# TWOJE ZADANIE:
Podejmij tekst o pracujących ojcach niemowląt i dopisz jego dalszy ciąg, zaczynając po ostatnim zdaniu.

Nasza polska rzeczywistość jest nieco inna. Staramy się uelastycznić czas pracy. To dość częste zjawisko wśród ojców, którzy chcą się opiekować swoimi noworodkami czy niemowlętami: wcześniej wychodzą z pracy, biorą dni wolne na pracę w domu. Część ojców ma nagle więcej niż wcześniej spotkań na mieście i lanczów z klientami. Jest tajemnicą poliszynela, że tym czasie kupują pieluchy w dyskoncie i szykują kaszkę na mleku. Ukrywając życie rodzinne przed zawodowym, unikają krzywego spojrzenia nastawionych na maksymalizację wyników szefów, którym przecież wolno więcej.
Z chwilą powiększenia się rodziny wymagania pracodawcy się nie zmieniają. Nie zwiększa się również tolerancja na późniejsze przyjazdy do pracy i wcześniejsze wyjścia, a nieprzespane noce nie są rozgrzeszeniem gorszych wystąpień na konferencjach. Dlatego mężczyźni zakładają, że domaganie się większej elastyczności godzin spędzanych w biurze może pozbawić ich premii, awansu, może nawet posady. Często stosowane przez kobiety rozwiązanie, jakim jest skrócenie czasu pracy lub przejście na część etatu, w ogóle nie wchodzi w grę w wypadku ojców.
Nie możemy sobie pozwolić na to, żeby zarabiać mniej, gdy rosną potrzeby rodziny. To oczywiste.
Zresztą realia, doskonale znane każdemu z nas, są takie, że własne cztery ściany finansuje kredyt. Na jego spłatę zarabiamy przez większą część miesiąca. To paraliżujące zobowiązanie sprawia, że nie mamy zbyt wielkiego wyboru. Musimy zasuwać. Nie ma dziś firm, w których pracuje się od początku kariery do emerytury. Rynek pracy jest kapryśny jak ciężarna kobieta, a dzieci to dla wielu pracodawców obciążenie, chociaż powinni patrzeć na nie jak na źródło dodatkowej motywacji. Każdy odpowiedzialny rodzic, zwłaszcza ojciec, przedkłada więc zapewnienie bezpieczeństwa finansowego rodzinie nad obecność w domu.

Fragment zbioru danych:
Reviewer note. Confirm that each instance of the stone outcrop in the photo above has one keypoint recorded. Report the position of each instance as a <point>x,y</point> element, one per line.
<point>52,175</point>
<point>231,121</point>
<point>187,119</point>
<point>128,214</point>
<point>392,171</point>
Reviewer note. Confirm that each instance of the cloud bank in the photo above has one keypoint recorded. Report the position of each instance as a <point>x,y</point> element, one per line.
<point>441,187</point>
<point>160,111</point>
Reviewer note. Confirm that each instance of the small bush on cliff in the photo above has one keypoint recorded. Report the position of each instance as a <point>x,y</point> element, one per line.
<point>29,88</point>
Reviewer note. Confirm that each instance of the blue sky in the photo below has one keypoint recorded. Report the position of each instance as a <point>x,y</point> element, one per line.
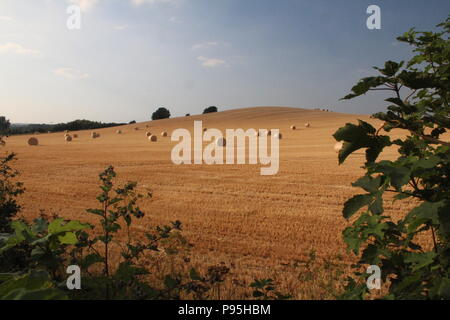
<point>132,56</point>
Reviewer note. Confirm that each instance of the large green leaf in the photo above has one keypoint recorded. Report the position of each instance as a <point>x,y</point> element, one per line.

# OCZEKIWANA ODPOWIEDŹ:
I.1.A. TRZY ZASADY, KTÓRYCH WARTO PRZESTRZEGAĆ, ŻEBY POGODZIĆ KARIERĘ Z ŻYCIEM RODZINNYM
PRZEANALIZUJ WŁASNE OCZEKIWANIA ZWIĄZANE Z KARIERĄ I RODZINĄ
Być może uznasz, że przed trzydziestką nie warto marzyć o stołku prezesa, albo dojdziesz do wniosku, że satysfakcjonuje cię stanowisko menedżera, a po gruntownym namyśle okaże się, że już najwyższy czas zacząć budować rodzinną fortunę, którą kiedyś odziedziczy twoje dziecko. Niezależnie od tego, co wybierzesz, pamiętaj: robisz to, żeby być lepszym ojcem.
WEŹ URLOP PO NARODZINACH DZIECKA
Pierwsze dwa tygodnie to prawdziwe wyzwanie. Naucz się przez ten czas swojego dziecka. Każda kupa, którą zetrzesz z jego tyłka, będzie miała kolosalne znaczenie dla waszej późniejszej relacji. A urlop i tak ci się należy. Chyba że nie masz etatu. Może więc czas go poszukać?
POMAGAJ INNYM OJCOM
Młodzi wilcy w korporacjach uważają, że tylko ten, kto przychodzi rano i gasi światło wieczorem, jest prawdziwie oddanym pracownikiem, a model austriacki – w którym o 16:30 pracownikowi wypada długopis z ręki – jest tak samo realny, jak yeti w Bieszczadach. Wspieraj innych ojców, oni będą wspierać ciebie. Budujcie kulturę rodzicielskiego lansu. Pokażcie, że potraficie się zorganizować. W grupie każdy jest silniejszy.I.2. Instynkt ojcowski
W mediach mówią, że bycie ojcem jest modne. Ja tak nie uważam. Teraz bycie ojcem nie jest obciachem.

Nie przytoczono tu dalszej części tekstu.